*PROBLEM TO SOLVE:* Produce the records again in full, exactly as shown below.

*DATA SHOWN:*

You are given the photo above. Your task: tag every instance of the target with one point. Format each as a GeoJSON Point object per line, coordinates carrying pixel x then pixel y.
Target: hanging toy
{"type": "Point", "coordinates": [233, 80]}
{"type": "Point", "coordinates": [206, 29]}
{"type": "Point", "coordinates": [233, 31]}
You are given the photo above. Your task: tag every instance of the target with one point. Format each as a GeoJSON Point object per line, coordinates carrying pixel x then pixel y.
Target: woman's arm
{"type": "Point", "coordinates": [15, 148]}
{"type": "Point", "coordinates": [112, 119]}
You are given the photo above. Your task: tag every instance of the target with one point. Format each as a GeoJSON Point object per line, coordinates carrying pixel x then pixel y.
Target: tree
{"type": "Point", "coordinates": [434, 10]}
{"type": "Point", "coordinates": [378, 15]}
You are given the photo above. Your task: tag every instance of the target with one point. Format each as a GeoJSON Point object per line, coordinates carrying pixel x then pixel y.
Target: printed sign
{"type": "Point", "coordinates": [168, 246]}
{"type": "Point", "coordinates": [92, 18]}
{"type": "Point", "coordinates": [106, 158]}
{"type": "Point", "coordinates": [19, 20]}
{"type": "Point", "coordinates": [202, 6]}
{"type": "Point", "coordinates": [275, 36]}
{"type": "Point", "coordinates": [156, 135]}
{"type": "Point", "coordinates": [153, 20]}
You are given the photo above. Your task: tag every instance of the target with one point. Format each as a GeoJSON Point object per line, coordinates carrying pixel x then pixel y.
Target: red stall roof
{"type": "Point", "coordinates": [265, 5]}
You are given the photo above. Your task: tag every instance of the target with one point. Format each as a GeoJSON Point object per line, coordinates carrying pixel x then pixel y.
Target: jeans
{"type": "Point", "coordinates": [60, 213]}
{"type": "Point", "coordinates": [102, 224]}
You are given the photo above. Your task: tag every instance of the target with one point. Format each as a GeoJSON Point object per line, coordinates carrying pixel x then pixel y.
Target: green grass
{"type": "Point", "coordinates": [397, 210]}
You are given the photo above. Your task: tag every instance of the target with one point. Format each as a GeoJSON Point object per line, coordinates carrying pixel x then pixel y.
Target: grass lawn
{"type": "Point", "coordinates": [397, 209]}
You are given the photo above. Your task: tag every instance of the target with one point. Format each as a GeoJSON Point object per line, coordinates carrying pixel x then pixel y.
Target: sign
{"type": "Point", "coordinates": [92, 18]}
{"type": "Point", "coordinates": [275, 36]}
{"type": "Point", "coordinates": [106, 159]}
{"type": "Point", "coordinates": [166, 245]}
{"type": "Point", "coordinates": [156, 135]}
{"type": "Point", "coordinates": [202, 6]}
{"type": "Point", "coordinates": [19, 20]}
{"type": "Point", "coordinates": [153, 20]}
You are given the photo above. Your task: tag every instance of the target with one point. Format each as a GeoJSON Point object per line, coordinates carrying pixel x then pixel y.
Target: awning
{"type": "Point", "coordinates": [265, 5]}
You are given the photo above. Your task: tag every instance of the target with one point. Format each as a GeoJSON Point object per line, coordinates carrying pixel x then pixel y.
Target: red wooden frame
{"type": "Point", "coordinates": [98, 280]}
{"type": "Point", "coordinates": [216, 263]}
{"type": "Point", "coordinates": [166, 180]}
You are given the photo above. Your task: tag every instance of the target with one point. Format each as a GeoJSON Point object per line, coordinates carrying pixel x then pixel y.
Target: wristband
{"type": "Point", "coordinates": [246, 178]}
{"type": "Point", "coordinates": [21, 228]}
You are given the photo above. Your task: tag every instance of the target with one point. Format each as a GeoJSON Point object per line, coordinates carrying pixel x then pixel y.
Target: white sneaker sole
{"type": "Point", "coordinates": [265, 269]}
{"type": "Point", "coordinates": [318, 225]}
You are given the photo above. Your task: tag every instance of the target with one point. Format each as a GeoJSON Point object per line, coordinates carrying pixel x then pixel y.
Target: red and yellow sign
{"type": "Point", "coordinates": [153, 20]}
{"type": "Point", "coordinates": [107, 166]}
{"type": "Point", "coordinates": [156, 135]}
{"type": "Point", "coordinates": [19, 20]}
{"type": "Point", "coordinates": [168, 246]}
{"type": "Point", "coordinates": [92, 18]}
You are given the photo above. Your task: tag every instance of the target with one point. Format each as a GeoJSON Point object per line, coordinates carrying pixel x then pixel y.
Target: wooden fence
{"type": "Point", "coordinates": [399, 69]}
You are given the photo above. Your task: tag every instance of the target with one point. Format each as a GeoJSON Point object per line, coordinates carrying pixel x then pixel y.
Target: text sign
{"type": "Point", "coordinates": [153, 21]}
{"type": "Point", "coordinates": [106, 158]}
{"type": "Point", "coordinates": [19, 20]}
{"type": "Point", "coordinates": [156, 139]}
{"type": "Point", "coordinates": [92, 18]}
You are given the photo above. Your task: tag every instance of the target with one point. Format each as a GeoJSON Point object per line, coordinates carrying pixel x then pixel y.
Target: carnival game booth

*OUTPUT OF THE TASK:*
You are given the photo above. Your task: tag every instance of the target with one point. Format each as a GeoJSON Point object per line, coordinates carrying pixel x then pixel y.
Target: hanging toy
{"type": "Point", "coordinates": [233, 80]}
{"type": "Point", "coordinates": [206, 29]}
{"type": "Point", "coordinates": [233, 31]}
You are given the photo above. Your task: tag every instance of the target with one point. Format each as a GeoJSON Point object per line, coordinates carrying pixel x then pixel y.
Target: woman's arm
{"type": "Point", "coordinates": [15, 148]}
{"type": "Point", "coordinates": [112, 119]}
You are given the photo above. Your task: tag every instance of the target with one point. Format each as a GeoJSON Point object per line, coordinates carrying pixel x then pixel y.
Target: tree
{"type": "Point", "coordinates": [434, 10]}
{"type": "Point", "coordinates": [378, 15]}
You are given the photo above. Your task: tag every instance of the target with one point. Format each as a GeoJSON Point object per line, coordinates carrying pixel x then pixel y.
Target: printed sign
{"type": "Point", "coordinates": [168, 246]}
{"type": "Point", "coordinates": [92, 18]}
{"type": "Point", "coordinates": [106, 158]}
{"type": "Point", "coordinates": [19, 20]}
{"type": "Point", "coordinates": [202, 6]}
{"type": "Point", "coordinates": [275, 36]}
{"type": "Point", "coordinates": [156, 135]}
{"type": "Point", "coordinates": [153, 20]}
You are given the photo above. Your task: tag every instance of the target with one point. Format each as a GeoJSON Point object per line, coordinates carrying pixel x then pixel y.
Target: red stall roof
{"type": "Point", "coordinates": [265, 5]}
You are given the photo above. Your task: tag every instance of the target with one point. Format each as a GeoJSON Point object per line, coordinates carrying pixel x then pixel y.
Target: jeans
{"type": "Point", "coordinates": [60, 213]}
{"type": "Point", "coordinates": [102, 224]}
You are given the photo above. Your task: tag every instance of the target with one point. Format each as a GeoJSON Point object per line, coordinates carrying pixel x then pixel y.
Target: green grass
{"type": "Point", "coordinates": [397, 210]}
You are given the photo above. Your task: tag every instance of the target with one point. Format each as a GeoJSON Point object per line, coordinates carrying pixel x then pixel y.
Target: grass lawn
{"type": "Point", "coordinates": [397, 209]}
You are given the photo above. Your task: tag every instance of the target with one point. Format each as a GeoJSON Point object per line, coordinates carrying pixel x then pixel y.
Target: sign
{"type": "Point", "coordinates": [92, 18]}
{"type": "Point", "coordinates": [275, 36]}
{"type": "Point", "coordinates": [106, 159]}
{"type": "Point", "coordinates": [166, 245]}
{"type": "Point", "coordinates": [156, 135]}
{"type": "Point", "coordinates": [202, 6]}
{"type": "Point", "coordinates": [19, 20]}
{"type": "Point", "coordinates": [153, 20]}
You are given the photo above. Your task: tag every instance of the target with one point. Format each as a GeoJSON Point object per line, coordinates carrying pixel x then pixel y.
Target: awning
{"type": "Point", "coordinates": [265, 5]}
You are given the photo above. Your task: tag every instance of the target with one point. Format each as a GeoJSON Point object per line, coordinates carrying pixel x then pixel y.
Target: red wooden frame
{"type": "Point", "coordinates": [98, 280]}
{"type": "Point", "coordinates": [216, 263]}
{"type": "Point", "coordinates": [166, 180]}
You are given the photo above. Your task: tag every instance of the target with one point. Format each as a GeoJSON Point object per line, coordinates carrying pixel x then pixel y.
Target: wristband
{"type": "Point", "coordinates": [246, 178]}
{"type": "Point", "coordinates": [21, 228]}
You are given the photo above. Your task: tag every instance of the target with one point. Format each as a GeoJSON Point object per line, coordinates carrying pixel x then pixel y.
Target: white sneaker sole
{"type": "Point", "coordinates": [265, 269]}
{"type": "Point", "coordinates": [318, 225]}
You are given the photo above. Your task: tag every instance of the target with one point. Format each as a GeoJSON Point object per line, coordinates carrying pixel x then pixel y.
Target: red and yellow sign
{"type": "Point", "coordinates": [153, 20]}
{"type": "Point", "coordinates": [107, 166]}
{"type": "Point", "coordinates": [156, 135]}
{"type": "Point", "coordinates": [19, 20]}
{"type": "Point", "coordinates": [168, 246]}
{"type": "Point", "coordinates": [92, 18]}
You are given the photo above. Your task: tag every instance of the target with one point. Format each as a GeoJSON Point object per line, coordinates carrying pixel x then pixel y.
Target: wooden fence
{"type": "Point", "coordinates": [399, 69]}
You are given the photo above. Your task: tag every instance of the target with one point. Format each as a GeoJSON Point object per line, coordinates carrying pixel x then pixel y.
Target: text sign
{"type": "Point", "coordinates": [153, 21]}
{"type": "Point", "coordinates": [106, 158]}
{"type": "Point", "coordinates": [19, 20]}
{"type": "Point", "coordinates": [156, 139]}
{"type": "Point", "coordinates": [92, 18]}
You are given the photo above. Your task: tag every instance of the target with one point. Format each as a GeoJSON Point object per line, coordinates carrying pixel x then pixel y.
Target: carnival game booth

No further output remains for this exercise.